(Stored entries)
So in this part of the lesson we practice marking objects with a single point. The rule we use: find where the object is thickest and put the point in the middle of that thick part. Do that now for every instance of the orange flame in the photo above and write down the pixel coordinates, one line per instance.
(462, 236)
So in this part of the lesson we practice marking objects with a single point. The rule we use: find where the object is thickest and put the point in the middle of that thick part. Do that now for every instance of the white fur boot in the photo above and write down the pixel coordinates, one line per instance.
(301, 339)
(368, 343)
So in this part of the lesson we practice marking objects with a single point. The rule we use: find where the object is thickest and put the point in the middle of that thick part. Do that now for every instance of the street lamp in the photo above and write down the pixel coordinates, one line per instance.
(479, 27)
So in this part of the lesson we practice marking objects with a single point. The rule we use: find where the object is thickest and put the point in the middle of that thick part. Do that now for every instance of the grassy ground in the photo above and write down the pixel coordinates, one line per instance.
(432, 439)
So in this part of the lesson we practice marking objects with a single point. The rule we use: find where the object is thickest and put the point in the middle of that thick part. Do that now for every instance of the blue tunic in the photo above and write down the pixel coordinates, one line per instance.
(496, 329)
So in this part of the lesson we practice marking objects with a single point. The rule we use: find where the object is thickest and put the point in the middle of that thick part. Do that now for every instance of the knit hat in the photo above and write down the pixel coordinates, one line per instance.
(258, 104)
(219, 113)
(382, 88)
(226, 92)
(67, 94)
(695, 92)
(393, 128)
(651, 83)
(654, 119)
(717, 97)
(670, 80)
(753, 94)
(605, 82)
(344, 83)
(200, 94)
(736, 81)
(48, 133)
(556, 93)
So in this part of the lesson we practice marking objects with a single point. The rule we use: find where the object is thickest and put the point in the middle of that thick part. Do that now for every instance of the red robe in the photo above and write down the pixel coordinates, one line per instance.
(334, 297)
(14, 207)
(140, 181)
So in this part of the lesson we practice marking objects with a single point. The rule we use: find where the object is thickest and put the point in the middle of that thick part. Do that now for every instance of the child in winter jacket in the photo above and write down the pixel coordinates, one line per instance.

_Exercise description_
Once you find the line containing "of the grassy", copy it and every line after it through the end of the records, exactly and nothing else.

_Solution_
So in this part of the lesson we practice marking objects with a single point. The rule we use: find where the object is thickest and put the point in the middle of that thick part. Do that now for every instance of the grassy ground in the photo above and write down the pixel coordinates, one line per instance.
(432, 439)
So in this part of the lesson we practice marking objects with a single point. The rule we use: find where the object is thickest and put the point in the middle of that thick part. Do that now for every instance of the blue tunic in the photo above and write down the pixel coordinates, one line per instance.
(496, 329)
So in this part of the lesson we practice marking objects with a single point. The rule we use: find where the object is thickest and put the point in the middle of that thick part. Do that now for every instance of the knit hat in the photo above and write down the pixel coordinates, one line per instance.
(258, 104)
(219, 113)
(382, 88)
(226, 92)
(67, 94)
(695, 92)
(393, 128)
(651, 83)
(654, 119)
(717, 97)
(670, 80)
(753, 94)
(605, 82)
(344, 83)
(200, 94)
(736, 81)
(48, 133)
(556, 93)
So in this part of the lesson we practice marking objects with a single point. The rule we use: find where the object is thickest and put the point in the middle of that thick part. Do that now for every instance of the red robe in the photo above and write down the pixel coordinates, one line per instance.
(334, 297)
(14, 207)
(140, 181)
So in this part of the lesson we practice marking objects with a single point. The rule we use: find where the object is thickest and put the point in the middle of that thick part. Do that now for every instance of the child in winter jacket in the photo above and write down the pixel coordinates, one line per instance.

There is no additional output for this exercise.